YOUR GOAL
Entries follow. Give back exactly the lines starting at the one containing "Might I trouble you for the coordinates of the chimney pot" and ending at the one containing "Might I trouble you for the coordinates of the roof", and no other lines.
--- START ---
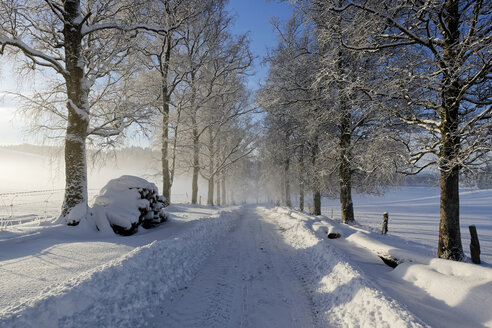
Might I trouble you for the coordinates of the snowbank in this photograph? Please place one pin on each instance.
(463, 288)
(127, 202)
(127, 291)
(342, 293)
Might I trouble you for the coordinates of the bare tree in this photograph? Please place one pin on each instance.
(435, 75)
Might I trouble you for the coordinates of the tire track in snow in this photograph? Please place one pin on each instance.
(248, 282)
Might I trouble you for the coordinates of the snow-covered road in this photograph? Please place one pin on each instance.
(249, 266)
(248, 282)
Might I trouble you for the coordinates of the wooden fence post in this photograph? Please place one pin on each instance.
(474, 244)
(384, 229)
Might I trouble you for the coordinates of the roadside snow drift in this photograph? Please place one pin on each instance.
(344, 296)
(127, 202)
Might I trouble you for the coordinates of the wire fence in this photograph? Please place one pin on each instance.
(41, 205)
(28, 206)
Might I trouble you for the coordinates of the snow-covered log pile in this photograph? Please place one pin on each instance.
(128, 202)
--- END ---
--- START ---
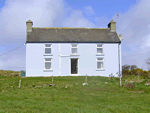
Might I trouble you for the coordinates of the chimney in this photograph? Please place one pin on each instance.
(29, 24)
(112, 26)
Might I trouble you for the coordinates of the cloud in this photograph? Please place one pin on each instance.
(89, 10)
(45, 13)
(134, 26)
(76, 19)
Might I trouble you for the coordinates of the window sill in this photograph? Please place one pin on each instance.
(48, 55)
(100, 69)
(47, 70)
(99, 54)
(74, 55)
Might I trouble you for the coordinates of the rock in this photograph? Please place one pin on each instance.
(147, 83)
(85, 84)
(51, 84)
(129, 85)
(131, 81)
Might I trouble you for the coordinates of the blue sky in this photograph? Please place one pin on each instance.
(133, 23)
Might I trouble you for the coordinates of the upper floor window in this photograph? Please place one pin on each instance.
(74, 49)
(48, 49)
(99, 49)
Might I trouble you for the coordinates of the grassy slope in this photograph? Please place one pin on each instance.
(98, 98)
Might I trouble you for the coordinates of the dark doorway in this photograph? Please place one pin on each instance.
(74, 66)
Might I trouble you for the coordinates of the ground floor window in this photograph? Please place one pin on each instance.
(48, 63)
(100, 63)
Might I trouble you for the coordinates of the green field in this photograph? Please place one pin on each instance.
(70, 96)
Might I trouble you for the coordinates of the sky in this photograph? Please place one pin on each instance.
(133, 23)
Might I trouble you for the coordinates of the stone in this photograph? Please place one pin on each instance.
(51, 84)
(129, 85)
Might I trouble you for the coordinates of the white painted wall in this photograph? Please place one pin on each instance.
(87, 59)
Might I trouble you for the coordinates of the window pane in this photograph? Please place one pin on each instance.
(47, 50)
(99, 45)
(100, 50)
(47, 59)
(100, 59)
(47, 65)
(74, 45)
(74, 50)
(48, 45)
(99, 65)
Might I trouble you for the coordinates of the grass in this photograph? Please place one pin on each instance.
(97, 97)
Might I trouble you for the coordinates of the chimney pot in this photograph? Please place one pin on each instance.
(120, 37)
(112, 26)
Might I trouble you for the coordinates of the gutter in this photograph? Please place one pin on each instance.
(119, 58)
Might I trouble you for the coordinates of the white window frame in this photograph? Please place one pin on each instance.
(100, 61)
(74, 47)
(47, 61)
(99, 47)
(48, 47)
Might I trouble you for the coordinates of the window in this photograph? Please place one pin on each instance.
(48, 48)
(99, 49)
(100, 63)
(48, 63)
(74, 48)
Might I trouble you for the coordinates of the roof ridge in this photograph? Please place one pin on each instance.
--- END ---
ANSWER
Might I trouble you for the coordinates of the chimney pot in this photograph? Please place one pin on each instance.
(120, 37)
(112, 26)
Might I trouble you for the coordinates of the gutter in this photograph? Please place one pin on each instance.
(119, 58)
Might I trouble you for the coordinates of the white window frame in this photograph? Please place one pin on each instance.
(100, 61)
(74, 47)
(47, 61)
(99, 47)
(48, 47)
Might I trouble you for the coordinates of the window in this photograph? Please place one pin on each instance.
(48, 48)
(99, 49)
(100, 63)
(48, 63)
(74, 48)
Might I trouble you for the coordinates of the roof ridge in this photograph? Please place one pin on each instance.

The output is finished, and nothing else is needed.